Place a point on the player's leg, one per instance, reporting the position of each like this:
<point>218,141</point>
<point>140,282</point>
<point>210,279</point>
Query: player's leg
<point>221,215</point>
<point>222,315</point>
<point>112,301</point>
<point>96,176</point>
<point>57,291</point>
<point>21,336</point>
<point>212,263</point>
---
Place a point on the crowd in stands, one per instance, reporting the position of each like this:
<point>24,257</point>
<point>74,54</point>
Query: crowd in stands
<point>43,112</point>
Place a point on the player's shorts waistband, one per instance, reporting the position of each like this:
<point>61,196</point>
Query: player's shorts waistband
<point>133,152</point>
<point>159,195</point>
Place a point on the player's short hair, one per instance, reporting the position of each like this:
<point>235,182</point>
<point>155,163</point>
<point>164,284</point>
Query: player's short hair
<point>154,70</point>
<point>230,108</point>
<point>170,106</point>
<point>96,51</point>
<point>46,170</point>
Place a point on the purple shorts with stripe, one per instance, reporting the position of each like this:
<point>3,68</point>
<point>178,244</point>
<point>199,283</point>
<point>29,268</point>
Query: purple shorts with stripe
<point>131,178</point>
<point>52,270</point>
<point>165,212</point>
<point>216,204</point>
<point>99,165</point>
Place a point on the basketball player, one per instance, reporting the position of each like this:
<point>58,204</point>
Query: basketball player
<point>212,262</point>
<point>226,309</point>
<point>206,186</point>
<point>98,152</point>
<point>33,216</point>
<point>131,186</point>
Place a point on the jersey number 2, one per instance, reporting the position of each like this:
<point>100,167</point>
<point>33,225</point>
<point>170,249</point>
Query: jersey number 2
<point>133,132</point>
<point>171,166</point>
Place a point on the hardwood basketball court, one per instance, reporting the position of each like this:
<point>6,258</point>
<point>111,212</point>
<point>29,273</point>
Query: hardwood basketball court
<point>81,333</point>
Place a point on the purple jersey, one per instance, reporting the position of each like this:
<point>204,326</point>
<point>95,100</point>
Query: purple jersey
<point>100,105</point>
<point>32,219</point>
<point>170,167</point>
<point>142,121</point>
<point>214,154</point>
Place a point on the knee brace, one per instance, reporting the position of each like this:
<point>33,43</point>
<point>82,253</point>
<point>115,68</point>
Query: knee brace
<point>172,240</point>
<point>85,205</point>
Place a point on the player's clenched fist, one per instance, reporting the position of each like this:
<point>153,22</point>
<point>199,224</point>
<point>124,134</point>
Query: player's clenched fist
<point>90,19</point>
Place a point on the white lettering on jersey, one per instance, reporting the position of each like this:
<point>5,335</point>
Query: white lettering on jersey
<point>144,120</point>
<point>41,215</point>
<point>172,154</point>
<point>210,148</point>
---
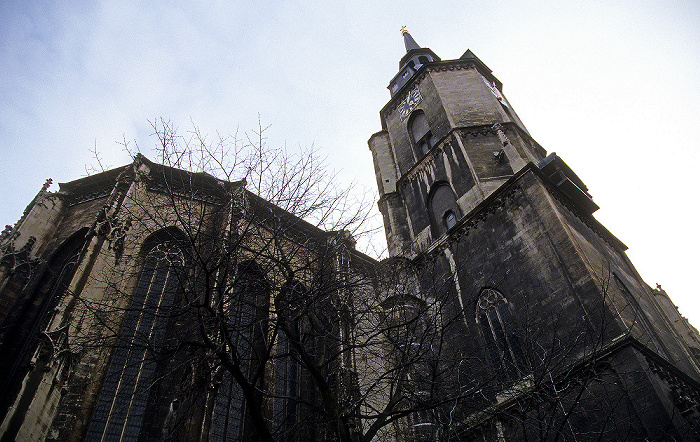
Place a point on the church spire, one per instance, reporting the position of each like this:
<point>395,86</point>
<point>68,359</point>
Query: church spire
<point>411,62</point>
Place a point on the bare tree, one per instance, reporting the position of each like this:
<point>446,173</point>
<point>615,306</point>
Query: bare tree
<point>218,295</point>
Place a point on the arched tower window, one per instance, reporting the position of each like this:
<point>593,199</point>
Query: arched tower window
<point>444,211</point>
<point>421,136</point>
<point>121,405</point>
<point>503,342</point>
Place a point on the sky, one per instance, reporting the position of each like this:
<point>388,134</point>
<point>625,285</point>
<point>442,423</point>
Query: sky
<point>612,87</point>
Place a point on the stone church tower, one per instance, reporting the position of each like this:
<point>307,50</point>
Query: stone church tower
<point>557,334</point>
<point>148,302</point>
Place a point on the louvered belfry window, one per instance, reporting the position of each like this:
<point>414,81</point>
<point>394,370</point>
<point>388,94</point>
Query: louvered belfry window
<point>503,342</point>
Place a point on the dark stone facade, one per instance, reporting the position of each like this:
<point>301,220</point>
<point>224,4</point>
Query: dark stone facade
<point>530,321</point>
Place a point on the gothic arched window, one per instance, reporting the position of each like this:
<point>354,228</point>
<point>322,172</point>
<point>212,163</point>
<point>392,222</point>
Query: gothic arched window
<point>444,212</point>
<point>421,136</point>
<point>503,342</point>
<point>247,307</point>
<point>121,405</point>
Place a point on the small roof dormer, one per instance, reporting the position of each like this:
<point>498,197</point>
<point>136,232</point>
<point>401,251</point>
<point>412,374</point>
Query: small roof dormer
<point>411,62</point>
---
> _What you should do_:
Swap "player's leg" for "player's knee" in the data running from the line with "Place a point on the player's leg, one" up to and including the line with "<point>212,263</point>". Reproduce only those lines, with nothing else changed.

> _Finished task_:
Place a point on the player's knee, one per instance, reporting the position of each like this:
<point>218,141</point>
<point>140,282</point>
<point>210,279</point>
Query: player's knee
<point>221,215</point>
<point>222,315</point>
<point>112,301</point>
<point>96,176</point>
<point>57,291</point>
<point>21,336</point>
<point>212,263</point>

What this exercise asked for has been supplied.